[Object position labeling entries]
____
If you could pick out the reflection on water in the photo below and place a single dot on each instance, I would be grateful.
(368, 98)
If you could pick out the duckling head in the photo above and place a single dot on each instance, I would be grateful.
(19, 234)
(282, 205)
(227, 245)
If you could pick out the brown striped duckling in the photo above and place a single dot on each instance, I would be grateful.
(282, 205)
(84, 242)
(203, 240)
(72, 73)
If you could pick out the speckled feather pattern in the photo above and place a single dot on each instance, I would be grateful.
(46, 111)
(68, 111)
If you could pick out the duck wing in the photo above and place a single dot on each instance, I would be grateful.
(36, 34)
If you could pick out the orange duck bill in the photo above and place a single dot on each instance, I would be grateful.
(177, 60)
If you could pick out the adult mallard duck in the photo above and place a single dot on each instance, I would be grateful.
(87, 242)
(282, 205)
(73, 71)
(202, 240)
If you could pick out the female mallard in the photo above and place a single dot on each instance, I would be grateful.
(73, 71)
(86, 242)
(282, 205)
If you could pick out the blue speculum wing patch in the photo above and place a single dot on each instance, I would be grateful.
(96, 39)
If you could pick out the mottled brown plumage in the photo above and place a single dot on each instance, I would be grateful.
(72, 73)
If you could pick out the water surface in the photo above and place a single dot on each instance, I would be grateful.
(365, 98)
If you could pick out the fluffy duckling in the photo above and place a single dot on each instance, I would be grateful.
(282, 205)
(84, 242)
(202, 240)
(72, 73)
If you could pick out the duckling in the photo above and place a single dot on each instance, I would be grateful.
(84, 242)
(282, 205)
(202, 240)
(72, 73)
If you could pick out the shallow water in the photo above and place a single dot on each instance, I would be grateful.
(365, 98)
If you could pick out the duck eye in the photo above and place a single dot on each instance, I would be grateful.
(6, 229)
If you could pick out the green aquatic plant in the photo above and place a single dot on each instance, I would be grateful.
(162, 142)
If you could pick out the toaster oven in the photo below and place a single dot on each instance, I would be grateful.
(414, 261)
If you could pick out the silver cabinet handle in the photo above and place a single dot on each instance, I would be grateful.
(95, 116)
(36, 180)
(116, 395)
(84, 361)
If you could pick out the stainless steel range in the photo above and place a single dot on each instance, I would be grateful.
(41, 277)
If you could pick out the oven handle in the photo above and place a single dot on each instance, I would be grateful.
____
STATED EXERCISE:
Reproduce the records above exactly as they appear.

SOLUTION TO THIS EXERCISE:
If you could pick out the reflection on water in the photo below and place a single dot on each instance, I would be grateful.
(368, 98)
If you could pick out the duckling head in the photo above and place a single dot on each instance, I would be grateful.
(19, 234)
(282, 205)
(227, 245)
If you could pick out the brown striped duckling in the photo above and place a single dot on each instance, I would be grateful.
(282, 205)
(84, 242)
(203, 240)
(72, 73)
If you could pick out the speckled feather pattern in the photo above and place a single dot on each instance, I would be grateful.
(46, 111)
(68, 111)
If you could pick out the duck wing in the photo above and place a single dot on each instance, I would be grateful.
(36, 34)
If you could pick out the orange duck bill in the photo above and place a single dot on each instance, I would be grateful.
(177, 60)
If you could pick out the adult mallard duck in the photo above and place a single dot on each instance, I would be grateful.
(87, 242)
(282, 205)
(73, 71)
(202, 240)
If you could pick out the female mallard in the photo above and place a single dot on each instance, I would be grateful.
(73, 71)
(86, 242)
(282, 205)
If you could pick out the blue speculum wing patch in the photo above and place a single dot on each instance, I would be grateful.
(96, 39)
If you could pick out the mottled brown plumage in the photo above and place a single dot on each instance, I would be grateful.
(72, 73)
If you could pick out the water surface in the photo above and place a single dot on each instance, I would be grateful.
(365, 98)
If you could pick out the fluffy duckling in the photo above and place a single dot on each instance, I would be grateful.
(282, 205)
(84, 242)
(202, 240)
(72, 73)
If you could pick out the duckling in the photo above and place a single dot on each instance, I would be grateful.
(84, 242)
(282, 205)
(202, 240)
(72, 73)
If you could pick out the shallow water in the photo above and place a single dot on each instance, I would be grateful.
(365, 98)
If you could pick out the duck eye in the photo above and place a single dot on each instance, I would be grateful.
(6, 229)
If you could pick out the green aquatic plant in the photo above and place a single dot on each instance, I would be grateful.
(162, 142)
If you could pick out the toaster oven in the photo below and place a single dot on each instance, I would be grateful.
(414, 261)
If you could pick out the silver cabinet handle in the photo above and place a single dot on each instance, I would be grateful.
(95, 116)
(36, 180)
(116, 395)
(84, 361)
If you could pick out the stainless steel range in the photo above and place a single dot on each instance, I would be grateful.
(41, 277)
If you could pick out the oven handle in the photo above and place a single dot on each instance, I would be grateful.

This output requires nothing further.